§ **Items from a data source**:
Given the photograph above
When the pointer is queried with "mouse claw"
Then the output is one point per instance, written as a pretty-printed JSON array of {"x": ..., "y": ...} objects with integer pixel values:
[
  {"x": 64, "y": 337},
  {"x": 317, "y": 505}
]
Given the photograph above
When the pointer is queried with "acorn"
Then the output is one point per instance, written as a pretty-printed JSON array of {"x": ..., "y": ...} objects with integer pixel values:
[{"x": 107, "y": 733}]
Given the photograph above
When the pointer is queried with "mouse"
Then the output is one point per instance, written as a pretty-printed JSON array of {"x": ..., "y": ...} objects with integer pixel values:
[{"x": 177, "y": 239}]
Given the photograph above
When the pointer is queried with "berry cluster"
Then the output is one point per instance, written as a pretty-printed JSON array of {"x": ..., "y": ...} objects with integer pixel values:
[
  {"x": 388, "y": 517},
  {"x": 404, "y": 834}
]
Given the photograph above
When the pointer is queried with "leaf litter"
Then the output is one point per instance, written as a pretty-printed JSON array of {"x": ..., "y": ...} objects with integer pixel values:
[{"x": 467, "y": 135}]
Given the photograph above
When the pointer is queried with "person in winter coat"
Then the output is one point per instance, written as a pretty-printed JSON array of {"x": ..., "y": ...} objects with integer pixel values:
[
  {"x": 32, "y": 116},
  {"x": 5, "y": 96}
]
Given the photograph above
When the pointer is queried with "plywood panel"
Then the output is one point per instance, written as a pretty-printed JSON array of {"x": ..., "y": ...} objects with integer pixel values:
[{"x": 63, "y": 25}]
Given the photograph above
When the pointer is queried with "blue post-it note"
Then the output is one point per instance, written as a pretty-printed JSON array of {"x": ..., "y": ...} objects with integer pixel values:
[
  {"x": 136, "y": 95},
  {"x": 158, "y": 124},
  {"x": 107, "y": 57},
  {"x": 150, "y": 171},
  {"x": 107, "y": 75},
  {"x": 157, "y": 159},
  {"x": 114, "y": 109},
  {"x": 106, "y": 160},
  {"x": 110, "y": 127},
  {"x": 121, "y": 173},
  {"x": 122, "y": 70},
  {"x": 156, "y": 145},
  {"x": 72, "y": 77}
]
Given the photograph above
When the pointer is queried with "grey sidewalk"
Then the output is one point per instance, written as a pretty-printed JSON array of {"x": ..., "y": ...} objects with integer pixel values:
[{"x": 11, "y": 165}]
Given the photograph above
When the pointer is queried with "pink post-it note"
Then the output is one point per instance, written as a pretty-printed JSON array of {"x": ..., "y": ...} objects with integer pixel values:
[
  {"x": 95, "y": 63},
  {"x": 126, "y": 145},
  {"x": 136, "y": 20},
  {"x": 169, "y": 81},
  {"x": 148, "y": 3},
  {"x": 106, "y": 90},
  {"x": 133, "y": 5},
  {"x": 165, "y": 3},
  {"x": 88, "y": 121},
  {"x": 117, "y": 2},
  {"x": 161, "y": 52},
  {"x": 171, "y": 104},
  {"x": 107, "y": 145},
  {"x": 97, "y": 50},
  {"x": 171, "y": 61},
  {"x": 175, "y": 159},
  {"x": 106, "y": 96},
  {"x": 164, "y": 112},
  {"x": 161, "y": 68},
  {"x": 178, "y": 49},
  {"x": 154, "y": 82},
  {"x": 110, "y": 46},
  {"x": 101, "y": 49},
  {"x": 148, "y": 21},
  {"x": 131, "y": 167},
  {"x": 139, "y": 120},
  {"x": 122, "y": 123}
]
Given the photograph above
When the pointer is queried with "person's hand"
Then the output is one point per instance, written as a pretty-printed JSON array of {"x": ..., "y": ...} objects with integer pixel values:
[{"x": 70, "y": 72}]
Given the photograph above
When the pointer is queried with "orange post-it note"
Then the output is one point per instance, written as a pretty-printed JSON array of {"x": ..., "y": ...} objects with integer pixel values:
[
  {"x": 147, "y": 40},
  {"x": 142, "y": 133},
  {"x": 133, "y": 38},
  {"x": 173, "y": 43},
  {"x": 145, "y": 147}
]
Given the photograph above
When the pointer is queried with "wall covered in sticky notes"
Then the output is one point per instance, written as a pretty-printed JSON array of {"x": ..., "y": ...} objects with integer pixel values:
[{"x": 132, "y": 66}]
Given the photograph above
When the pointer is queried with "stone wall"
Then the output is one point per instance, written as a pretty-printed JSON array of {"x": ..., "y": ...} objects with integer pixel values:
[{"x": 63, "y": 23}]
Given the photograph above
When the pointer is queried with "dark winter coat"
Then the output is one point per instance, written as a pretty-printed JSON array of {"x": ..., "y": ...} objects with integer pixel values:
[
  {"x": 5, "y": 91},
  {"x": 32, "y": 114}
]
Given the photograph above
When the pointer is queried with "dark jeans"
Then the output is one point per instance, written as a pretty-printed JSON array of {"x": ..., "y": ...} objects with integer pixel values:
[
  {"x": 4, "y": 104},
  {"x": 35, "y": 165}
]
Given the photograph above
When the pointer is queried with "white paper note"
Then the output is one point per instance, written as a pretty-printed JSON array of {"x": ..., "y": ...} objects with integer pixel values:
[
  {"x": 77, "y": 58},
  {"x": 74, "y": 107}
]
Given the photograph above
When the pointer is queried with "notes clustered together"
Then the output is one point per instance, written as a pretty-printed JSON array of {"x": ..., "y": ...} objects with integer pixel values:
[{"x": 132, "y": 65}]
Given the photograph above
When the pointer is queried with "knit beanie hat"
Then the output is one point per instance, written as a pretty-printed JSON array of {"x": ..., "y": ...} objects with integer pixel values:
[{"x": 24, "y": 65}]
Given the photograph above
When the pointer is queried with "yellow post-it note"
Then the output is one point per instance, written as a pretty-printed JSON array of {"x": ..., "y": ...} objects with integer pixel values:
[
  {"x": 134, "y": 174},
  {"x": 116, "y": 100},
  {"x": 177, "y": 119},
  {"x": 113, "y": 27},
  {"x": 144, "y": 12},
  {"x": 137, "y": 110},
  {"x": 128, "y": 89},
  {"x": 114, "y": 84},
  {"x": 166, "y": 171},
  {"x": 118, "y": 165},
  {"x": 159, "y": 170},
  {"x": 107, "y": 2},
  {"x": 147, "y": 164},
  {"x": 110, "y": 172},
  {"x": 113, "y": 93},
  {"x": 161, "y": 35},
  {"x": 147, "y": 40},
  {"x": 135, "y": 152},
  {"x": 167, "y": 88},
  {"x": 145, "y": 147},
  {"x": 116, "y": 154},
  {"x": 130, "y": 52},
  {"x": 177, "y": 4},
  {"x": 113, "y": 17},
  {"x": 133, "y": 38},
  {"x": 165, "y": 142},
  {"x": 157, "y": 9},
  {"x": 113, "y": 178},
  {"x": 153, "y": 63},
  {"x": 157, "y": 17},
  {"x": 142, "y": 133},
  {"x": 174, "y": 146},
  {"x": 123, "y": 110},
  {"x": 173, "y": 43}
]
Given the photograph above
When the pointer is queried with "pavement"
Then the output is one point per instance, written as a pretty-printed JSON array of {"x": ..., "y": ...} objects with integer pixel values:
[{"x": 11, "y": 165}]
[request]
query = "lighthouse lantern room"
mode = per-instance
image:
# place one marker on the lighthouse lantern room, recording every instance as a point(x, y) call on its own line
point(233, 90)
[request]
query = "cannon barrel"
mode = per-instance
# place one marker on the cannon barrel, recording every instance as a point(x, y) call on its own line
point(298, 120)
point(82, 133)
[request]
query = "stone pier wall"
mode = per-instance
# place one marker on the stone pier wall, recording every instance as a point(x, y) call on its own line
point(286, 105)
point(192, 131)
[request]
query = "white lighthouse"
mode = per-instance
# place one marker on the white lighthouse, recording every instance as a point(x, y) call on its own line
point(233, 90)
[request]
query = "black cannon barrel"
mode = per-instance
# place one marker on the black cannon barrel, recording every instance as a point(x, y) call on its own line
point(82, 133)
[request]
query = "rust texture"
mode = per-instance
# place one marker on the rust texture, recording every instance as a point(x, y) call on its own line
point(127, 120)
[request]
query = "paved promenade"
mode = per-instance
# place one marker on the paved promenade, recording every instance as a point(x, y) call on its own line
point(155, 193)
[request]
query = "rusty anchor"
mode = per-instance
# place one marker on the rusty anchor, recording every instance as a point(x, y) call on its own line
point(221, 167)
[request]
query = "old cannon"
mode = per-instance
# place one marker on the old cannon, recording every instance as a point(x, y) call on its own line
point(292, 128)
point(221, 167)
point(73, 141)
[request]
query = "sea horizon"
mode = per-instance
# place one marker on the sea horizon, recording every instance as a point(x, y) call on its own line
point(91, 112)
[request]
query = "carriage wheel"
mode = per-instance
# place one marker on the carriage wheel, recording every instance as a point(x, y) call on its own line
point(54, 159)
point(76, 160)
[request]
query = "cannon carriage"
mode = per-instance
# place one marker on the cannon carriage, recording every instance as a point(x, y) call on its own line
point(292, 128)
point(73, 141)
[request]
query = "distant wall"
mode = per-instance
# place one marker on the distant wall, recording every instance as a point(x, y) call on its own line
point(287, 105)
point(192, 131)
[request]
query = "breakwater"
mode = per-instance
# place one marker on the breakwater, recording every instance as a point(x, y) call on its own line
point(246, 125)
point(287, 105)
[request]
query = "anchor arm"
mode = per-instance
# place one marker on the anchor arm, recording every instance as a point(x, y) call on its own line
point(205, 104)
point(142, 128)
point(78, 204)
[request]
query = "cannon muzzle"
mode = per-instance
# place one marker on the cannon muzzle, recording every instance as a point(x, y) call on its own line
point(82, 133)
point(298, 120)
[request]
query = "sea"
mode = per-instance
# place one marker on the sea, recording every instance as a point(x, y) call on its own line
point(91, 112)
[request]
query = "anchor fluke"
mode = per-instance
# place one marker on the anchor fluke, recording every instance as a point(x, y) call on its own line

§ **Brief**: Report the number of lines above holding "dark", and only that.

§ **Result for this task**: 2